In the records, edit the lines from the one holding "Examine the provided image for any nightstand drawer." through the one holding "[0,304,147,425]", inclusive, so that "upholstered armchair" becomes "leather armchair". Give those lines back with nothing else changed.
** start of Provided records **
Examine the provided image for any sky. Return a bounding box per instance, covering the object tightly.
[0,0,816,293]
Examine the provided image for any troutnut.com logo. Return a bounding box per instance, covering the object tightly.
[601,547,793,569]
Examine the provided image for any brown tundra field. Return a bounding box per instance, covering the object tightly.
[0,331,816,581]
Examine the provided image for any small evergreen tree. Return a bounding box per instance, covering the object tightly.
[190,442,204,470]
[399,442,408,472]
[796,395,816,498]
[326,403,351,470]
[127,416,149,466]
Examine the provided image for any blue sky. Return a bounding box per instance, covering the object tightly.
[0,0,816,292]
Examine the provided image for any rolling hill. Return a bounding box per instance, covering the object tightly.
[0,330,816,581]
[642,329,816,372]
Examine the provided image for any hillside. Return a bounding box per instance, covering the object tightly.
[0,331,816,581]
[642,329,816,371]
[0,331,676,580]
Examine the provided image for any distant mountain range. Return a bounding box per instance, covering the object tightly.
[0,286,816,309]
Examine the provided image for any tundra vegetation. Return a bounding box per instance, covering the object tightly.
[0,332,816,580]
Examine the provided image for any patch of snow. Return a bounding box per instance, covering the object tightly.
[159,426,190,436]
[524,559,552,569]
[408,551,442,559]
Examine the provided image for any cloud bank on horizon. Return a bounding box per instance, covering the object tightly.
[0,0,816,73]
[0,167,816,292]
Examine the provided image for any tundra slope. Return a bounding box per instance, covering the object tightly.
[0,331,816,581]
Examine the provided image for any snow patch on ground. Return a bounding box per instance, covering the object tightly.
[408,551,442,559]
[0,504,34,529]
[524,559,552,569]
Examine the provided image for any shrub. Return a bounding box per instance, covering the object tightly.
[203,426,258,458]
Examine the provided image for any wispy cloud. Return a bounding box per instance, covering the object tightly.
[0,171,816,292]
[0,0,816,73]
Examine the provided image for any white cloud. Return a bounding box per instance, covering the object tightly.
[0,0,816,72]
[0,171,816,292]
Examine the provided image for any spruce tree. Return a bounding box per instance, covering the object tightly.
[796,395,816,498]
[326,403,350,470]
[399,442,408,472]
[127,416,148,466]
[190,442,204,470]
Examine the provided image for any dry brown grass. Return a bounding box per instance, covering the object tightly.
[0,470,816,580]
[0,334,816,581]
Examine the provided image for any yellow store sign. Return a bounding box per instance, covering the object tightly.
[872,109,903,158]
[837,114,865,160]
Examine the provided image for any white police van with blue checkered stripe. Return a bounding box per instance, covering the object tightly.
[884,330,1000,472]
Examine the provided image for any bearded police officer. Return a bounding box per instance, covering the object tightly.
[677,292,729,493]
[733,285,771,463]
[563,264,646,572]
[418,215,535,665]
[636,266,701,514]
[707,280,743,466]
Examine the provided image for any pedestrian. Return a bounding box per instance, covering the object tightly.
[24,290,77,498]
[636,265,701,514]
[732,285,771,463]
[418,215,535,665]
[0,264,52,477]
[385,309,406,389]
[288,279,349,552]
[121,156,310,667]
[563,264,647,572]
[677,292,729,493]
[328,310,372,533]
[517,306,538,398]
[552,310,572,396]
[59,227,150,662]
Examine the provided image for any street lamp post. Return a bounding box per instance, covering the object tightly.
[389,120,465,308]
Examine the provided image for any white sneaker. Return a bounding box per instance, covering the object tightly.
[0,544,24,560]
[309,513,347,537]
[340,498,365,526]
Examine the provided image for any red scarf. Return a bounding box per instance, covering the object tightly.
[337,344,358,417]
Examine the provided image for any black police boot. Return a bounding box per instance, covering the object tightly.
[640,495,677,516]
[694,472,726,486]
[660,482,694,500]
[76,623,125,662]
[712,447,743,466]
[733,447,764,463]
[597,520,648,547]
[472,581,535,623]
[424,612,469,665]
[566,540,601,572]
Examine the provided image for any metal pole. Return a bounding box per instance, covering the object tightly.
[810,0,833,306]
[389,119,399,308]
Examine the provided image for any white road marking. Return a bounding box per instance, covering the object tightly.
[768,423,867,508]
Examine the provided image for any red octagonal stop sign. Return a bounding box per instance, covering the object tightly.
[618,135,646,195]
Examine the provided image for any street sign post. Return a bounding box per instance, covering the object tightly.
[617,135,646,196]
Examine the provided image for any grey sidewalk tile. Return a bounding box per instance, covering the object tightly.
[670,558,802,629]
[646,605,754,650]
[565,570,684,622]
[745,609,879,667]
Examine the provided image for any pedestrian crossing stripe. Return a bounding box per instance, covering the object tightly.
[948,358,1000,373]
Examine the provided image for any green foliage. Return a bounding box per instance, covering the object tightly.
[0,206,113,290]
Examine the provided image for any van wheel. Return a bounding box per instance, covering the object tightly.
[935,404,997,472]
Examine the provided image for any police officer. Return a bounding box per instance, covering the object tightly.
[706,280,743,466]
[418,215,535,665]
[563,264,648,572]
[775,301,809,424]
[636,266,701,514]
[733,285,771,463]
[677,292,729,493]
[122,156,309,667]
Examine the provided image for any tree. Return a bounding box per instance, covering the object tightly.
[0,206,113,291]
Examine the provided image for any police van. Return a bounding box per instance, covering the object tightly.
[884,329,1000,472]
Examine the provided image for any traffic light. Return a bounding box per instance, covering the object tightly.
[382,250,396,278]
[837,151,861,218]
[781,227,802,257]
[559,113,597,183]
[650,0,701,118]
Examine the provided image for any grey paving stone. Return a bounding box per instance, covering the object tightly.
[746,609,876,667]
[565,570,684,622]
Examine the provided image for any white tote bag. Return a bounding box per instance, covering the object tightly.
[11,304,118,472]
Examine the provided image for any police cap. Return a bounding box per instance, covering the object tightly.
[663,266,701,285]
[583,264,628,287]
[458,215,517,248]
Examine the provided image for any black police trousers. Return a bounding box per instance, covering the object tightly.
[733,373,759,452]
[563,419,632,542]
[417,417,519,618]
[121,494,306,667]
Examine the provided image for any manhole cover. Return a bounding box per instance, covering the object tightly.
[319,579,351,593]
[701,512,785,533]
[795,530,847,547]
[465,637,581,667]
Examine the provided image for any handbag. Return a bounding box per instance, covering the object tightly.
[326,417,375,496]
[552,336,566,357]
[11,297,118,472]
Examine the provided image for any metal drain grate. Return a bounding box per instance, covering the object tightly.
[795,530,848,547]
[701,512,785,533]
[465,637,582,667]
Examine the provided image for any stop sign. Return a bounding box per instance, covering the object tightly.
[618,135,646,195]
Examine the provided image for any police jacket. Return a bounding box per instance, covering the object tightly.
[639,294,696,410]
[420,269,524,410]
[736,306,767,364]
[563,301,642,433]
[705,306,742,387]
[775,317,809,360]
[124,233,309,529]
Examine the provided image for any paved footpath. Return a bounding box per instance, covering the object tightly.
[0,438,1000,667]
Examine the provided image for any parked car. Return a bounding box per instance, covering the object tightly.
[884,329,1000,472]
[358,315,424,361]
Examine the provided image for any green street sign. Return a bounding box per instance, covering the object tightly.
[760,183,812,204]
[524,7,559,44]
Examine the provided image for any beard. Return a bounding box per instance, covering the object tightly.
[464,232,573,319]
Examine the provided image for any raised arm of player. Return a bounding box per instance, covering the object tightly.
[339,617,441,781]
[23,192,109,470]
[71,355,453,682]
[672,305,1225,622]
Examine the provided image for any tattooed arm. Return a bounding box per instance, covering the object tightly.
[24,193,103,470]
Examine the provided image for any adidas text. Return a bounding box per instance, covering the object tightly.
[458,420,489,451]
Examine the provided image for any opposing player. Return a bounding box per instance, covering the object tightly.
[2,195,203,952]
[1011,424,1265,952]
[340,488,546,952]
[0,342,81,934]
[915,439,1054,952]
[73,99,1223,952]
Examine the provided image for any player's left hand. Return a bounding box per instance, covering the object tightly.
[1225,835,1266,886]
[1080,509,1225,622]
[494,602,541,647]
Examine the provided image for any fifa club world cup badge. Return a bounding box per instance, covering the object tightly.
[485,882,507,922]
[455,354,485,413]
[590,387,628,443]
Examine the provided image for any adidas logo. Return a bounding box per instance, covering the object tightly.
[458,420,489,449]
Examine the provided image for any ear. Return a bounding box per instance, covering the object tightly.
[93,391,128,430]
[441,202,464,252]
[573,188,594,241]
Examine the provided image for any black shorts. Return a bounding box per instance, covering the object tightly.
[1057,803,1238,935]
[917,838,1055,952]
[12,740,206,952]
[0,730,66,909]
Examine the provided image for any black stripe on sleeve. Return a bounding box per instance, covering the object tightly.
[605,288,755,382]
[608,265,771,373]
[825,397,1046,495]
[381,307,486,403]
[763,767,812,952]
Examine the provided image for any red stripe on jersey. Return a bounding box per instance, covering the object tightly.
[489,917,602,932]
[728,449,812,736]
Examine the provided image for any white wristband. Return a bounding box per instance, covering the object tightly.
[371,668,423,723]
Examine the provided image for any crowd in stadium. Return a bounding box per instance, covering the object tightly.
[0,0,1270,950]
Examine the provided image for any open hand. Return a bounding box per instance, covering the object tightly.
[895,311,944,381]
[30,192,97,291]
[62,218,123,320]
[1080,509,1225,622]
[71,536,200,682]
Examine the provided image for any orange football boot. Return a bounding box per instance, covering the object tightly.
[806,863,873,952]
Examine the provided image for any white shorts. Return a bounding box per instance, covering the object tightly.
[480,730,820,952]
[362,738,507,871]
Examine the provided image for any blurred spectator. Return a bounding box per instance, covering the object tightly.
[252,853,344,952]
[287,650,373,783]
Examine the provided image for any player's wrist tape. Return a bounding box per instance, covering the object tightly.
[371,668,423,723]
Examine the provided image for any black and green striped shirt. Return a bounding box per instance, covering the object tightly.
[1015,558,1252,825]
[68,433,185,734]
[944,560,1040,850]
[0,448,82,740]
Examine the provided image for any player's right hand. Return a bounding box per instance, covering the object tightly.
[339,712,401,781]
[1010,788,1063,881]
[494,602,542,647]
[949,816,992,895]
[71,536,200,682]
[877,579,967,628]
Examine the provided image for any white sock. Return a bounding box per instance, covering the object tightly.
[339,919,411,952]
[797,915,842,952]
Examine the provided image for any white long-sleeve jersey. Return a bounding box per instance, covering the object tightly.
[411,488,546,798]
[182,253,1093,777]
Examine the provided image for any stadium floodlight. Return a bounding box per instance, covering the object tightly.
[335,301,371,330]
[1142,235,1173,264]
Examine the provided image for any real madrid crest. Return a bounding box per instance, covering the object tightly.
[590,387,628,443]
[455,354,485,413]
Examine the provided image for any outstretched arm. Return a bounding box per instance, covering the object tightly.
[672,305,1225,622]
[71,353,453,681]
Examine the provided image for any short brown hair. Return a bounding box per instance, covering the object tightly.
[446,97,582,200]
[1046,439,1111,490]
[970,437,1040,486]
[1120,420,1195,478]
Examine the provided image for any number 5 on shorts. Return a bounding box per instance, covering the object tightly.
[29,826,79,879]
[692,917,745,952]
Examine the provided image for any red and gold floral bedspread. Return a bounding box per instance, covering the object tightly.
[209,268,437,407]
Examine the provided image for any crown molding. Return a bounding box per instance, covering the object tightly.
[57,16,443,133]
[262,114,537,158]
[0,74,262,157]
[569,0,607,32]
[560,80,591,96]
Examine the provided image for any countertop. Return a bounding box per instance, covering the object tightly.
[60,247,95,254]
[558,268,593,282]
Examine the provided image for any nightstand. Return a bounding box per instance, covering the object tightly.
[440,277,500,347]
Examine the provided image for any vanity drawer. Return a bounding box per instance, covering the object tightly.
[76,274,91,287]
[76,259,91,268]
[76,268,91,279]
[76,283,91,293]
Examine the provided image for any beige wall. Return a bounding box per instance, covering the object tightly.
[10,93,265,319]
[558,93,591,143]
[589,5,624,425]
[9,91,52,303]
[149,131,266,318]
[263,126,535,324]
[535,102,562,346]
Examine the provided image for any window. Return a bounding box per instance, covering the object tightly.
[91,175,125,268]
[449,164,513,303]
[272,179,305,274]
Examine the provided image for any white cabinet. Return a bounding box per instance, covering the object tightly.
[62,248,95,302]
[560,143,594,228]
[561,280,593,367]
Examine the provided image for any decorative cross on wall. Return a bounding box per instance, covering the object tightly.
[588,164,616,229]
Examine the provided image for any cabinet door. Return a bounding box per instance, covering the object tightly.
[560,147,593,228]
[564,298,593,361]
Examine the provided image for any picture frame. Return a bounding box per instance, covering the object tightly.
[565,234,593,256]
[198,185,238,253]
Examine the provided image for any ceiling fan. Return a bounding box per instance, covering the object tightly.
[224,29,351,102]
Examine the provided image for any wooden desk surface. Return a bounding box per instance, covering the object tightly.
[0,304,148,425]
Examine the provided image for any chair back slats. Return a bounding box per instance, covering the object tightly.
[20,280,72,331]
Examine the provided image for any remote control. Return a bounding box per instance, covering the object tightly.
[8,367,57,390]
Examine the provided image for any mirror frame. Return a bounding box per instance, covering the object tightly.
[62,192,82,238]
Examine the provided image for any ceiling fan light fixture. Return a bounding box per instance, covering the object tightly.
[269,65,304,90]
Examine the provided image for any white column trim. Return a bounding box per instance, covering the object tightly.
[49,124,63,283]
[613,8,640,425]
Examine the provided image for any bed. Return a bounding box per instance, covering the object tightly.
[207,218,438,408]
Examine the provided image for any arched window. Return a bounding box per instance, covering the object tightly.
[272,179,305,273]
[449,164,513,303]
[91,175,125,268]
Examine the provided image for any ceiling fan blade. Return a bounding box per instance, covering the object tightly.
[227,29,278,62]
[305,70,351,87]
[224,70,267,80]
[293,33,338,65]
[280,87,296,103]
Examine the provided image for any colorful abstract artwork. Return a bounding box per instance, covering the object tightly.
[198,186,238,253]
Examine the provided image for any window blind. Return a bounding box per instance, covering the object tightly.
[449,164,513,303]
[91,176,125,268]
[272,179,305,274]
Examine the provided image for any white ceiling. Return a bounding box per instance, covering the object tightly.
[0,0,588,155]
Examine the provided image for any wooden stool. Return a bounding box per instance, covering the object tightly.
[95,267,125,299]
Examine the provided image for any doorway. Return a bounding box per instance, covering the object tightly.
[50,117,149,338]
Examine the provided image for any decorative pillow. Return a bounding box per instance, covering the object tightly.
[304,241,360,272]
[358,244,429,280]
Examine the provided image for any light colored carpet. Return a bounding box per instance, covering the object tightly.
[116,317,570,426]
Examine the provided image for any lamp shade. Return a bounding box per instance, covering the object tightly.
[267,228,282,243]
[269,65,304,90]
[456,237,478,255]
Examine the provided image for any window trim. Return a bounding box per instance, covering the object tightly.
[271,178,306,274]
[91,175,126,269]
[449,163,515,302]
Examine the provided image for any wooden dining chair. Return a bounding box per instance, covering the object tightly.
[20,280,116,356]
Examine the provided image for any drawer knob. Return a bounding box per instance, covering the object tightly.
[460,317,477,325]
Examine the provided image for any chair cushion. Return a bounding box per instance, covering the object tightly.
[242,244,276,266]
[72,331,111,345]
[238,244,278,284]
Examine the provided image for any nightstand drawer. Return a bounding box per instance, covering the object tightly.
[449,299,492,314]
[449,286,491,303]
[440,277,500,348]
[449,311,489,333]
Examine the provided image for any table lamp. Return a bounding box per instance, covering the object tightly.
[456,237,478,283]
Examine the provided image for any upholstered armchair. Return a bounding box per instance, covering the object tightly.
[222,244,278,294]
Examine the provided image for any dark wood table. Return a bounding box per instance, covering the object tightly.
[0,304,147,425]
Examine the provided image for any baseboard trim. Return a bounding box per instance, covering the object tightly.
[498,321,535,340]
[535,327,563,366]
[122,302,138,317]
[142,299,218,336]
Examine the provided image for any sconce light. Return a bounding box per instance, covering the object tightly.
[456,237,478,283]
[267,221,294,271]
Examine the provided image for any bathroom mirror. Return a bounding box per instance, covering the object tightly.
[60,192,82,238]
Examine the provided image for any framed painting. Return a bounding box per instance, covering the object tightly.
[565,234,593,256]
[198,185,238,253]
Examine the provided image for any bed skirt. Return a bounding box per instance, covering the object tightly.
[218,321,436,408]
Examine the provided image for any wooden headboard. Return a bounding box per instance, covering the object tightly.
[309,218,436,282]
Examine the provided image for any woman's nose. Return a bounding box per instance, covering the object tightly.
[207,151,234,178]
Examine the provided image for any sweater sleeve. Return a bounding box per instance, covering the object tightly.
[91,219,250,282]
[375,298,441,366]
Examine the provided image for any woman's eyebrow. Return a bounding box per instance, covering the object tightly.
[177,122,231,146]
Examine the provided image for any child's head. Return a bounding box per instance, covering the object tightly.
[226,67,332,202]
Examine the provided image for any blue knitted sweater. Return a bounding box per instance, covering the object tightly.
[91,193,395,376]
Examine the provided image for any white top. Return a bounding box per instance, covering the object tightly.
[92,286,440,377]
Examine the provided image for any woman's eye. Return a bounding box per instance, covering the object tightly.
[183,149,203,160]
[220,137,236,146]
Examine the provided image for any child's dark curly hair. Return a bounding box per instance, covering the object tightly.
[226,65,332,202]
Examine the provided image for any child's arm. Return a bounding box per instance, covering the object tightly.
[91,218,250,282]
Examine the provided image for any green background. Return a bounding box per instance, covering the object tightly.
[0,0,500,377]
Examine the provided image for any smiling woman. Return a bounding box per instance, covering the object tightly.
** end of Provided records **
Exercise answer |
Examine the provided image for any nightstand drawer. Return a bounding box per instance, covering the object tightly.
[449,299,492,314]
[449,286,491,303]
[440,277,500,348]
[449,311,489,333]
Examine the provided image for any table lamp. Return a bounding box per instance, covering the object tightly.
[456,237,478,283]
Examine the provided image for any leather armchair. Return a bounding box per instance, covering the object tightly.
[222,244,278,294]
Examine the provided image for any dark wood table. Return a bounding box per instance, covering the object tightly.
[0,304,147,425]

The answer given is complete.